----- Data to process -----
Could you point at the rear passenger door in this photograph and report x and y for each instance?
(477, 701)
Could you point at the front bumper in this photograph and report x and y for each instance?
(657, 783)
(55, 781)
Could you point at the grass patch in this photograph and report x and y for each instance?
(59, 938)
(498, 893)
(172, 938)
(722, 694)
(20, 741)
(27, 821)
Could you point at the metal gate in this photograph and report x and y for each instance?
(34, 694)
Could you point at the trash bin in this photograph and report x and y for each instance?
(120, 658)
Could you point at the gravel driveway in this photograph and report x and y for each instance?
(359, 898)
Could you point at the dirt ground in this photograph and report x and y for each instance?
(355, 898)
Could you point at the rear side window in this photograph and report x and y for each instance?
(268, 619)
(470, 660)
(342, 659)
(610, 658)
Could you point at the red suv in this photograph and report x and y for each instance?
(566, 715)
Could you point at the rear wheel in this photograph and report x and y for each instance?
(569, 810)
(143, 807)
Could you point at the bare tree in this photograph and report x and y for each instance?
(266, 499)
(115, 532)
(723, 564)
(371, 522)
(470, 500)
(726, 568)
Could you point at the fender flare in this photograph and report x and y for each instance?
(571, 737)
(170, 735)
-----
What you should do: Your task is to retype the whole listing, keeping every word exactly as it is.

Result:
Could you point at the rear passenger door in this photograph and report x and y for each instance?
(477, 701)
Could you point at the front bumper in this photograph and report x and y for each instance?
(657, 783)
(55, 781)
Could you point at the grass patch in this photograph and report x and y for each instance?
(59, 938)
(498, 893)
(172, 938)
(722, 694)
(20, 741)
(27, 821)
Could you point at the metal gate in this photograph and report x and y for each instance?
(34, 694)
Could you point at the trash bin in this photograph and report x and y for each instance?
(120, 658)
Could you point at the gravel driveway in this photograph and report x and y for each instance?
(359, 898)
Could you point at the dirt ground in this photograph and report x and y for each instance?
(355, 898)
Could you point at the rear side window in this photograph and report x and y for each instance?
(268, 619)
(470, 660)
(342, 659)
(610, 658)
Could you point at the red suv in this photograph and report x and y for each instance?
(566, 715)
Could you point at the rear wheel in this photograph and report x and y for each instance?
(569, 810)
(143, 807)
Could you point at the bare tree in this photograph and report x and y for each instance?
(266, 499)
(115, 532)
(723, 564)
(371, 522)
(470, 500)
(726, 568)
Could you point at the fender flare in this photograph and report x and y for each instance?
(571, 737)
(170, 735)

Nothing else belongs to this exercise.